Problem statement:
Write out the material again with the instructions included, and shift each keypoint in the answers by subtracting 40 from both of its pixel coordinates while leaving the sample coordinates in the instructions unchanged. Leave the pictures out.

Point labeling data from photos:
- - - - -
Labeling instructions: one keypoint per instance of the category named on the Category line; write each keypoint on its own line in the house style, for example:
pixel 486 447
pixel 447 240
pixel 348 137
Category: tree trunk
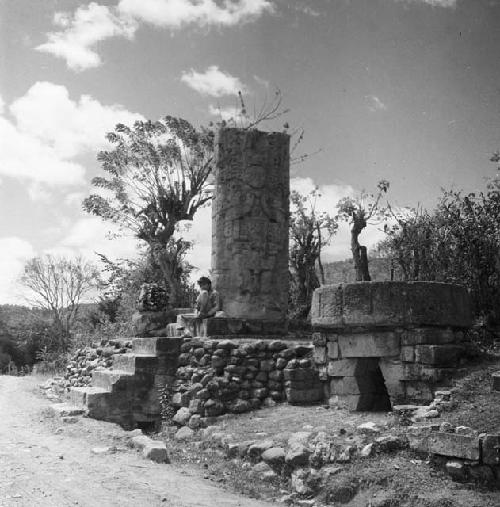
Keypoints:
pixel 360 257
- - - - -
Task solution:
Labeling instructions: one keypoint per instance of the category named on the Category line; write each keypoint on its own line in the house style, for example:
pixel 486 447
pixel 447 240
pixel 348 137
Category: tree trunk
Keypoints:
pixel 320 217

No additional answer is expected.